Listed records

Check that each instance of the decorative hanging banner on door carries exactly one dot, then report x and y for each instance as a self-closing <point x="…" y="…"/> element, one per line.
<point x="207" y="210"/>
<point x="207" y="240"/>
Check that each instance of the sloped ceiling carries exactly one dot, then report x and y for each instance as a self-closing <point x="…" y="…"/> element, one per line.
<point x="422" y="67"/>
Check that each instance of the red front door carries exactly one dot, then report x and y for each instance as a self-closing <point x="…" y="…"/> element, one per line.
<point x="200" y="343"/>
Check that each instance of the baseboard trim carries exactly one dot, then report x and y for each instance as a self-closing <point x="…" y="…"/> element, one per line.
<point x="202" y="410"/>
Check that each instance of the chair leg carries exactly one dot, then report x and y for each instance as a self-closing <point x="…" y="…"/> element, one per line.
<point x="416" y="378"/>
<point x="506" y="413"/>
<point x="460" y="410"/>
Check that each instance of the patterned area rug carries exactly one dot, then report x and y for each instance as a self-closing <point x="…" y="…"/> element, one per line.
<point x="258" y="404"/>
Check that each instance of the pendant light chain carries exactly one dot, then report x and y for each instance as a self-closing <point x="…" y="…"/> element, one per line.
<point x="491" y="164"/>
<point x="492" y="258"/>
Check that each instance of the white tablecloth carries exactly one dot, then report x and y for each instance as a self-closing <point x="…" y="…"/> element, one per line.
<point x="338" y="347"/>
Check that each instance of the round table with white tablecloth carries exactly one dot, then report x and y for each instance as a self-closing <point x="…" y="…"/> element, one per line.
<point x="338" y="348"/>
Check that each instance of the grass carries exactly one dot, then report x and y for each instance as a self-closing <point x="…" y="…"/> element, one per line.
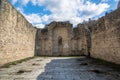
<point x="16" y="62"/>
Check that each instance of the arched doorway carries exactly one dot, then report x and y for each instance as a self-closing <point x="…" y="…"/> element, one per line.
<point x="60" y="45"/>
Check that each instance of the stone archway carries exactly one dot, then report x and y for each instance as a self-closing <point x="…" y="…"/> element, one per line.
<point x="60" y="45"/>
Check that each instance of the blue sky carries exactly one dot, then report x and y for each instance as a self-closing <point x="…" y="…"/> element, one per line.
<point x="42" y="12"/>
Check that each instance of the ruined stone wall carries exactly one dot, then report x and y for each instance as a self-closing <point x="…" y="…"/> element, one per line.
<point x="17" y="35"/>
<point x="106" y="38"/>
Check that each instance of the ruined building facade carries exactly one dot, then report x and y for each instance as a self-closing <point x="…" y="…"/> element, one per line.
<point x="19" y="39"/>
<point x="61" y="39"/>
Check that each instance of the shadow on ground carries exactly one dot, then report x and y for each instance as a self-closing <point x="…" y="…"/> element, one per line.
<point x="78" y="69"/>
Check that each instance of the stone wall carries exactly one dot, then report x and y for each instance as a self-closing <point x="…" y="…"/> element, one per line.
<point x="79" y="40"/>
<point x="106" y="38"/>
<point x="17" y="35"/>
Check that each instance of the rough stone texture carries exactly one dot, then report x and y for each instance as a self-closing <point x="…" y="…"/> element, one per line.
<point x="118" y="4"/>
<point x="17" y="35"/>
<point x="79" y="40"/>
<point x="59" y="68"/>
<point x="54" y="40"/>
<point x="106" y="38"/>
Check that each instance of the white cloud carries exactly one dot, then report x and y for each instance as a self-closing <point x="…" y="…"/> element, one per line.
<point x="74" y="11"/>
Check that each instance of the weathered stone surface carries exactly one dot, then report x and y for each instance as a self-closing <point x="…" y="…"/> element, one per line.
<point x="54" y="40"/>
<point x="106" y="38"/>
<point x="62" y="68"/>
<point x="17" y="35"/>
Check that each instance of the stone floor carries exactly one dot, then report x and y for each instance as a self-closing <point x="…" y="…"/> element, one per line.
<point x="59" y="68"/>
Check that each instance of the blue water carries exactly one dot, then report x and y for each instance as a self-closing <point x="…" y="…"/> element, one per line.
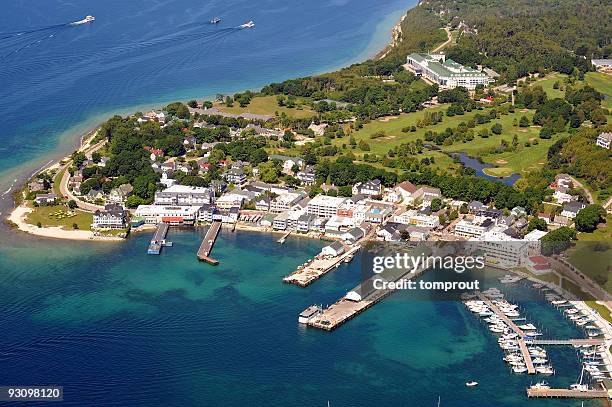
<point x="142" y="53"/>
<point x="118" y="327"/>
<point x="478" y="166"/>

Direction
Rewrite all of the lines above as a two-column CSV with the headers "text" and "points". Give one row for each line and the point lines that follow it. Put each value in a single quoted field, turn line breaks into spaces, and leave out the pictures.

Expected answer
text,points
"Check that each instance of the decorative hanging banner on door carries exactly one dot, then report x and y for each instance as a self-closing <point x=""…"" y=""…""/> element, one per line.","<point x=""207"" y=""210""/> <point x=""207"" y=""240""/>"
"Check that each instance of the sloped ceiling carries exactly one dot, then report x and y for each instance as a self-closing <point x=""…"" y=""…""/> element, one per line.","<point x=""422"" y=""67""/>"
"Check that each instance of the red front door carries exactly one dot, then report x and y for each instance as a self-closing <point x=""…"" y=""…""/> element, one per line.","<point x=""200"" y=""343""/>"
"Check that each instance of the baseboard trim carries exactly one dot, then report x and y for each instance as a self-closing <point x=""…"" y=""…""/> element, one per line.","<point x=""202"" y=""410""/>"
"Check that each instance of the chair leg carries exactly one dot, then report x and y for each instance as a self-closing <point x=""…"" y=""…""/> element, one per line.","<point x=""416"" y=""378""/> <point x=""506"" y=""413""/> <point x=""460"" y=""410""/>"
"Check that each instance of the patterned area rug carries exactly one dot, then report x and y for each instance as a self-closing <point x=""…"" y=""…""/> element, one per line.","<point x=""258"" y=""404""/>"
"Check that each instance of the pendant light chain carries exactly one dot, then report x and y for each instance as a self-closing <point x=""…"" y=""…""/> element, one per line.","<point x=""491"" y=""164""/> <point x=""492"" y=""258""/>"
"Check that each instance of the white tablecloth carries exactly one dot, then report x and y for each instance as a self-closing <point x=""…"" y=""…""/> element, one per line.","<point x=""338"" y=""347""/>"
"Check that each instance of the round table with white tablecloth carries exactly one dot, then report x and y for each instance as a self-closing <point x=""…"" y=""…""/> element, one per line.","<point x=""338"" y=""348""/>"
"Check that each instance of the grass carries exactly one dot, then report x and y for each instance as a self-closing <point x=""…"" y=""…""/> element, one per line.","<point x=""16"" y=""62""/>"
"Check that each instance of the arched doorway carries exactly one dot, then report x and y for each instance as a self-closing <point x=""…"" y=""…""/> element, one per line.","<point x=""60"" y=""45""/>"
"Check that each instance of the stone archway carries exactly one dot, then report x and y for each instance as a self-closing <point x=""…"" y=""…""/> element, one per line.","<point x=""60"" y=""45""/>"
"Check that each instance of the blue sky carries exactly one dot, then report x and y for each instance as a self-closing <point x=""…"" y=""…""/> element, one per line.","<point x=""42"" y=""12""/>"
"Check that each instance of the ruined stone wall carries exactly one dot, then report x and y for each instance as a self-closing <point x=""…"" y=""…""/> element, one per line.","<point x=""17"" y=""35""/> <point x=""106"" y=""38""/>"
"Check that each instance of the ruined building facade carries exactly one dot, then report x and y for each instance as a self-closing <point x=""…"" y=""…""/> element, one per line.","<point x=""19"" y=""39""/> <point x=""61"" y=""39""/>"
"Check that each instance of the shadow on ground carries exactly one dot, then report x and y for each instance as a self-closing <point x=""…"" y=""…""/> element, one per line.","<point x=""78"" y=""69""/>"
"Check that each instance of the stone wall carries exactly one dot, then report x and y for each instance as a self-closing <point x=""…"" y=""…""/> element, one per line.","<point x=""79"" y=""40""/> <point x=""106"" y=""38""/> <point x=""17"" y=""35""/>"
"Check that each instance of the rough stone texture carries exactly one dot, then report x and y for each instance as a self-closing <point x=""…"" y=""…""/> element, one per line.","<point x=""118"" y=""4""/> <point x=""17"" y=""35""/> <point x=""79"" y=""40""/> <point x=""59"" y=""68""/> <point x=""54"" y=""40""/> <point x=""106"" y=""38""/>"
"Check that each instance of the white cloud carries exactly one dot, then report x and y for each instance as a self-closing <point x=""…"" y=""…""/> element, one per line.","<point x=""74"" y=""11""/>"
"Check that each instance of the weathered stone surface carries exactly one dot, then report x and y for each instance as a self-closing <point x=""…"" y=""…""/> element, one per line.","<point x=""54"" y=""40""/> <point x=""106"" y=""38""/> <point x=""62"" y=""68""/> <point x=""17"" y=""35""/>"
"Check that each instance of the stone floor carries exactly one dot, then report x and y for each instance as a self-closing <point x=""…"" y=""…""/> element, one per line.","<point x=""59"" y=""68""/>"
"Check that each instance of the blue water carries exactly one dot, then report x and y for each instance as a self-closing <point x=""…"" y=""…""/> element, one per line.","<point x=""142"" y=""53""/> <point x=""118"" y=""327""/> <point x=""478"" y=""166""/>"